Pick out each line in the records below that contains the word "trunk", and copy those lines.

→ **EXERCISE MATERIAL**:
|---|
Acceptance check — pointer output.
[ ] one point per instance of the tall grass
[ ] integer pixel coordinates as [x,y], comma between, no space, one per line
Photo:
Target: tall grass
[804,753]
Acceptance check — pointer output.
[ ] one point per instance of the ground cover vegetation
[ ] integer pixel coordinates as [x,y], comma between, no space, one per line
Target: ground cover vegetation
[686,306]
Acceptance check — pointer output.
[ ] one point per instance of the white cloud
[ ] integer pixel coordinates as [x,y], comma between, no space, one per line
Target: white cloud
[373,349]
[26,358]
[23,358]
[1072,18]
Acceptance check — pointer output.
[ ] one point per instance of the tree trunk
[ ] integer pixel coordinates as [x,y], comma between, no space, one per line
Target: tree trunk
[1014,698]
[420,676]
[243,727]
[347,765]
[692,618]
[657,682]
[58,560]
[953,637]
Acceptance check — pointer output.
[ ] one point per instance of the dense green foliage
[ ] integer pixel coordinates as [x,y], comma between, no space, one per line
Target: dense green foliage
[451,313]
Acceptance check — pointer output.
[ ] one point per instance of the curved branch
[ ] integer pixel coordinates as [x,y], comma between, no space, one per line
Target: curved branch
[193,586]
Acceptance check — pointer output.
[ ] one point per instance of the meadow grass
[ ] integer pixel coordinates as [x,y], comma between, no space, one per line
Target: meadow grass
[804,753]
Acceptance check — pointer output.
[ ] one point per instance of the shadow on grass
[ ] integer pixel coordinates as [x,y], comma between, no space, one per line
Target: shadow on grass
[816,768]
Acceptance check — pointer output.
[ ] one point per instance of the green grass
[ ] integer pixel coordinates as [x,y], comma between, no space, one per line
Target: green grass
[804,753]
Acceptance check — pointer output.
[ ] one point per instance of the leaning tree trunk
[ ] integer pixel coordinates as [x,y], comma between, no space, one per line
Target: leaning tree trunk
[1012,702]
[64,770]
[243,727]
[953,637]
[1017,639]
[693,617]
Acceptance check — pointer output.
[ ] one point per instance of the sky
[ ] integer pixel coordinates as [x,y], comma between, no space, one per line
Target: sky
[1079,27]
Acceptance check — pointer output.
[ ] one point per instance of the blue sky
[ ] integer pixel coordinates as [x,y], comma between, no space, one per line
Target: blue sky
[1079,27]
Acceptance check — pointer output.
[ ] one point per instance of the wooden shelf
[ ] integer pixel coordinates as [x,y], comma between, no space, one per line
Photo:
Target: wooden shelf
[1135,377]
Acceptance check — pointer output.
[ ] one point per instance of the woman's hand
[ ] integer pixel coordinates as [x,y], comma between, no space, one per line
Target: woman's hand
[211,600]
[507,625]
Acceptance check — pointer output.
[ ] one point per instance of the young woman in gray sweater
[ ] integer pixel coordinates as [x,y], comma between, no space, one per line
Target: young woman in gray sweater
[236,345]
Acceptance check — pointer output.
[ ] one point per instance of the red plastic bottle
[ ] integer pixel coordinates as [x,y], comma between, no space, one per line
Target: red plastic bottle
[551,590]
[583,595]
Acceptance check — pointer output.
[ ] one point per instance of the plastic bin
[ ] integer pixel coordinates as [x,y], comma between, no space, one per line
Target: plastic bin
|---|
→ **SOLUTION TO THE PROBLEM**:
[ ] one point per instance of the tree trunk
Target: tree trunk
[ ] one point per instance of the leaning tree trunk
Target: leaning tree trunk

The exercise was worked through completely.